*Record list:*
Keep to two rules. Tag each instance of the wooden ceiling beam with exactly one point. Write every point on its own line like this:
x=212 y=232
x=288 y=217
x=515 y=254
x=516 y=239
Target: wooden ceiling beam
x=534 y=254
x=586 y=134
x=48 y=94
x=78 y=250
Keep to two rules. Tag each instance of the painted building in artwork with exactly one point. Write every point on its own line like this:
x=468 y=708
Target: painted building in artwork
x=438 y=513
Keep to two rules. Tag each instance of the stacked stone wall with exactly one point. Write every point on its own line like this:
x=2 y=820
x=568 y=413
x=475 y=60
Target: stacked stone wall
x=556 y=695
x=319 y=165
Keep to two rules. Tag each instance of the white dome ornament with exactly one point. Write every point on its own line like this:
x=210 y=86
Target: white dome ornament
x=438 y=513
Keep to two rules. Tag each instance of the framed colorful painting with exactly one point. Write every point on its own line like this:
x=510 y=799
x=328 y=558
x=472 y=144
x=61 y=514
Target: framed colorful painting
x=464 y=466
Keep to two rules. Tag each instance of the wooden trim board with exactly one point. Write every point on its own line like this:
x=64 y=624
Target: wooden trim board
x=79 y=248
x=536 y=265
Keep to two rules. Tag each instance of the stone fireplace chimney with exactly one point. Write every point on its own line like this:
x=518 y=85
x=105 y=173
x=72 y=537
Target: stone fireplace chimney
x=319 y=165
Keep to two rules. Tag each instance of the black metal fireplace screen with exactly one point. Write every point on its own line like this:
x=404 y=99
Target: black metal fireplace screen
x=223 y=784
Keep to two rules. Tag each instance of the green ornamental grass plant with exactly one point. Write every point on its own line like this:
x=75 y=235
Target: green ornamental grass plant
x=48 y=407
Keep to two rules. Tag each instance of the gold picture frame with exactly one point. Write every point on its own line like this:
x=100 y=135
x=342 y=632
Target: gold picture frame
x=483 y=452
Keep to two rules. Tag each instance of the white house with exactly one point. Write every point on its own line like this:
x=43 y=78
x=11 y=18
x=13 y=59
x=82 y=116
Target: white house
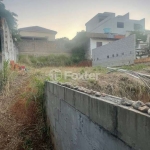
x=117 y=53
x=108 y=22
x=100 y=39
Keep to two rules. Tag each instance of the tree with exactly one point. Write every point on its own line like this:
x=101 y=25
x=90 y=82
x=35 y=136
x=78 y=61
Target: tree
x=10 y=19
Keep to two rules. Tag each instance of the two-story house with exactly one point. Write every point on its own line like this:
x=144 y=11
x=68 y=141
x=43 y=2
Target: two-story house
x=108 y=22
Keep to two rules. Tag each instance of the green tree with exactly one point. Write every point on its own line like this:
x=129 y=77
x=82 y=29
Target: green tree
x=10 y=19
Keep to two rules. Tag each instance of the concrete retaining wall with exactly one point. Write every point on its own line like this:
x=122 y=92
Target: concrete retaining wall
x=117 y=53
x=82 y=122
x=39 y=47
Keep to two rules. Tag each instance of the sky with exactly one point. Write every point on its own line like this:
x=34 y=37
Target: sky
x=68 y=17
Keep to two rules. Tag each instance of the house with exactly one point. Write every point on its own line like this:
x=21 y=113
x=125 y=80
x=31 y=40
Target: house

*Directions:*
Reproduce all of the entries above word for word, leaving out the pictures.

*Exercise answer:*
Keep to two rules. Tag each instance of the wooden ceiling beam with exactly one point. Write every point on its own line like this:
x=212 y=232
x=288 y=217
x=515 y=254
x=516 y=239
Target: wooden ceiling beam
x=534 y=254
x=586 y=134
x=48 y=94
x=78 y=250
Keep to two rules. Tag each instance of the painted building in artwork with exactly one point. Write every point on its own line like this:
x=468 y=708
Target: painted building in artwork
x=438 y=513
Keep to two rules. Tag each instance of the stacked stone wall with exactly one point. Write every point on its own line like this:
x=2 y=820
x=568 y=413
x=475 y=60
Target: stacked stone wall
x=556 y=695
x=319 y=165
Keep to two rules. Tag each instance of the white dome ornament with exactly one point. Write every point on its own line like this:
x=210 y=86
Target: white dome ornament
x=438 y=513
Keep to two rules. Tag each instance of the framed colorful painting with exactly one point. Write every point on its own line like this:
x=510 y=799
x=328 y=558
x=472 y=144
x=61 y=514
Target: framed colorful painting
x=464 y=466
Keep to two rules. Tag each instance of the wooden trim board with exactly one point. Write every point on its own line like this:
x=64 y=624
Target: wooden trim board
x=79 y=248
x=536 y=265
Keep to two rules. Tag each instance of the stone fireplace chimney with exactly one point. Write every point on its own line like this:
x=518 y=85
x=105 y=173
x=72 y=537
Target: stone fireplace chimney
x=319 y=165
Keep to two rules. Tag each instance of the black metal fireplace screen with exactly one point. Write every point on its own line like this:
x=404 y=99
Target: black metal fireplace screen
x=223 y=784
Keep to two rules. Tag each instance of the green ornamental grass plant with exactly one point. Write every point on its own line like this:
x=75 y=235
Target: green ornamental grass plant
x=48 y=407
Keep to two rules. Tag each instance of the gold picture frame with exactly one point. Write every point on its own line like this:
x=100 y=135
x=342 y=632
Target: gold picture frame
x=483 y=452
Keep to two rules. Tag each instance of the white house with exactly one point. Write every point on its own line like this:
x=43 y=78
x=11 y=18
x=13 y=59
x=82 y=116
Target: white house
x=117 y=53
x=108 y=22
x=100 y=39
Keep to two rules. Tag each instance of the tree with exactly one point. Write every point on its own line like this:
x=101 y=25
x=90 y=82
x=35 y=136
x=78 y=61
Target: tree
x=10 y=19
Keep to two rules. Tag each instance of the two-story house with exactly one point. Write every point on its own line like this:
x=144 y=11
x=68 y=141
x=43 y=2
Target: two-story house
x=108 y=22
Keep to two rules. Tag each instance of the green tree with exactly one point. Write every point on its own line like this:
x=129 y=77
x=82 y=29
Target: green tree
x=10 y=19
Keep to two rules. Tag each instance of the concrete retaining wall with exactly one point. Write every point on its own line like this:
x=122 y=92
Target: concrete retaining wall
x=117 y=53
x=82 y=122
x=39 y=47
Keep to two rules. Tag each instance of the sky with exactly one point. Write every point on its own line like this:
x=34 y=37
Target: sky
x=68 y=17
Keep to two rules. Tag each instance of the house with exactly one point. Write every point on its own line like this:
x=21 y=113
x=125 y=80
x=31 y=40
Target: house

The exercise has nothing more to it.